--- Exercise goal ---
An exact copy of every entry is needed, without the pictures.

*** Block opens ***

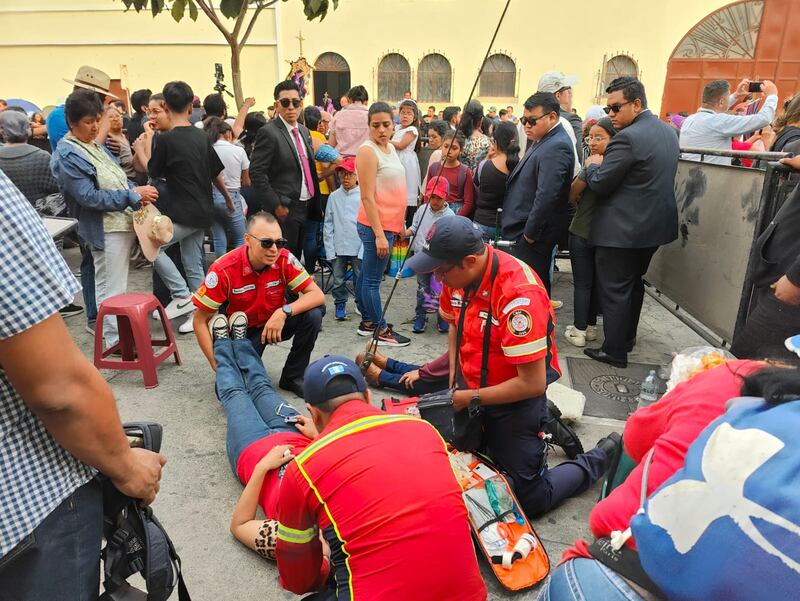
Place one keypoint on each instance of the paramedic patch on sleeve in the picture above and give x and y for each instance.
(520, 323)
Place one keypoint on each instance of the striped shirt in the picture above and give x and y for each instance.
(36, 473)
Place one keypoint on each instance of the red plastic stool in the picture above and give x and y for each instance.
(132, 312)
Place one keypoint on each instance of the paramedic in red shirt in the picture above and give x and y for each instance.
(380, 490)
(254, 279)
(522, 360)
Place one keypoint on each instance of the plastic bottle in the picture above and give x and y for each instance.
(649, 391)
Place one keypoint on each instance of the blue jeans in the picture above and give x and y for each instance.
(250, 401)
(340, 277)
(225, 221)
(586, 580)
(60, 559)
(368, 285)
(191, 242)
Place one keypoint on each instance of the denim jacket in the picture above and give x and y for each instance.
(77, 178)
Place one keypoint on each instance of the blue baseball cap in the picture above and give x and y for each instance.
(330, 377)
(449, 240)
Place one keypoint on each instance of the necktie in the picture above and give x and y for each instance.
(303, 160)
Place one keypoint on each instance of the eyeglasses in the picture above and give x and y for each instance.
(295, 102)
(269, 242)
(532, 120)
(614, 108)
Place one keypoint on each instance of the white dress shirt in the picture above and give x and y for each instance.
(304, 193)
(707, 129)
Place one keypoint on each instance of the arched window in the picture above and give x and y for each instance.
(434, 77)
(499, 77)
(394, 77)
(331, 77)
(621, 65)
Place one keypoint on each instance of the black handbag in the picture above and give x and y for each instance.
(462, 429)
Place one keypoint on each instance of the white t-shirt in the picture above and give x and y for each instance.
(235, 160)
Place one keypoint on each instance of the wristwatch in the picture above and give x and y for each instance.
(475, 401)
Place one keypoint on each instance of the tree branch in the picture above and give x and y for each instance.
(261, 6)
(211, 14)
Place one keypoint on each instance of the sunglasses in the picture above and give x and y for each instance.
(269, 242)
(532, 120)
(614, 108)
(295, 102)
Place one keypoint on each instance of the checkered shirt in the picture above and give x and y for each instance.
(36, 473)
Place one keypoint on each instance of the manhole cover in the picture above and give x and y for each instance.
(616, 388)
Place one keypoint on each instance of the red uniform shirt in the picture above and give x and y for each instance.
(381, 489)
(231, 279)
(522, 322)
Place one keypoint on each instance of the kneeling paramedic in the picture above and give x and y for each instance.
(481, 282)
(380, 490)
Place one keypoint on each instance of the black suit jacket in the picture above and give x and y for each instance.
(537, 191)
(636, 186)
(275, 168)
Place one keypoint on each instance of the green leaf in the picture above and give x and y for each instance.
(178, 8)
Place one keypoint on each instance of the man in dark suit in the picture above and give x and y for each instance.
(535, 211)
(635, 215)
(282, 166)
(774, 313)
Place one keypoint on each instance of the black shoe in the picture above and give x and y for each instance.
(295, 386)
(610, 445)
(70, 310)
(562, 435)
(603, 357)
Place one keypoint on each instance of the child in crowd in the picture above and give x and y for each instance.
(406, 141)
(437, 190)
(235, 175)
(459, 177)
(340, 235)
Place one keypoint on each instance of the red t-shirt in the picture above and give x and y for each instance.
(381, 490)
(254, 452)
(522, 322)
(232, 279)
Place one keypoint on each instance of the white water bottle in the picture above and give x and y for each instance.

*** Block closes ***

--- Task answer ---
Place one keypoint on each instance of the paramedic patch on sleeve in the picture above and give x and y for each instance.
(520, 323)
Place one keypoint on each instance of the striped shirt in the picture above and give x and y for each instance.
(36, 473)
Place one keypoint on each instance of the red plastic stool in the picture above and give x and y for each instance.
(132, 312)
Place one keypoint on each instance of the paramedic in red shirt in the picture above and give x and y for each instance.
(380, 490)
(254, 279)
(522, 360)
Place one keypoint on each instance of the plastic bottle in the picture above and give x and y for each instance.
(649, 391)
Place one keypoint on each instance of the blue jeans in the picture above and give x and y for each instance.
(250, 401)
(340, 277)
(225, 221)
(586, 580)
(60, 559)
(368, 285)
(191, 242)
Place one keypoint on each instance of the denim jacket in the picture above and give x and y for each instance.
(77, 178)
Place one keypoint on each instance of the blue baseball cap in the picture above and give x and y for each instance.
(330, 377)
(449, 240)
Place one keypoint on each instance of the necktie in the picture above and give x and y for each instance.
(303, 160)
Place one keypoint on each instance of the eyeglasses in the picture above and give x and y for each instance.
(295, 102)
(269, 242)
(532, 120)
(614, 108)
Place one keypoint on each instance of the white dress shirt in the picture above and give x and y for each instance.
(304, 193)
(707, 129)
Place one keypoint on each instance of the arched window in the picture above and give x and y for each instance.
(434, 77)
(499, 77)
(394, 77)
(331, 77)
(621, 65)
Place one keypoint on each instance of the black handbag in the picture above and give x and y for each instance.
(462, 429)
Place one keypoint on each instance of the white t-shirt in the picture above and give x and y for each instance.
(235, 160)
Place one keypoint on each instance of the wristwatch in the picture above and give x and y for each instance.
(475, 401)
Place one keypoint on each instance of the tree branch in the picture above and give x and y for each instance.
(261, 6)
(211, 14)
Place one keypoint on each instance of the sunglasses in the picture above and give x and y for each instance.
(269, 242)
(532, 120)
(614, 108)
(295, 102)
Place one keypoint on each instance of the checkered shirt in the picture above and give x and y for each instance.
(36, 473)
Place one keypoint on each instance of the manhole cover in the picture above and give x and y for each instance.
(616, 388)
Place one keypoint on each instance of the red uniform shirt in the picture above and give x and y for each instance.
(381, 489)
(231, 279)
(522, 322)
Place one keypoint on each instance of the kneeling paramedic in the picture above and give x and y for each instance.
(481, 282)
(380, 490)
Place one keypoint on each instance of the black suit jacket in the picture above and give x and y for each instance.
(537, 191)
(636, 186)
(275, 168)
Place one keypoint on each instance of the green leaf in the picture above and give x and y for each instance.
(178, 8)
Place one keypoint on each instance of the man in dark suit in the picture above and give x and y for each instance.
(535, 211)
(635, 215)
(282, 166)
(774, 313)
Place one keypoint on each instance of the black shoe in the picture above and give x and y for each instance.
(295, 386)
(610, 445)
(70, 310)
(562, 435)
(603, 357)
Place one keypoint on each instance of the child in crowd in the picture above and give x and y for each instance.
(406, 141)
(437, 190)
(235, 175)
(459, 177)
(340, 235)
Place one keypoint on each instance of the red t-shirt in the picture above and give x and y for each instance.
(381, 490)
(254, 452)
(522, 322)
(232, 279)
Place one keypoint on each instance of the white water bottle in the picture above and give x and y for each instance.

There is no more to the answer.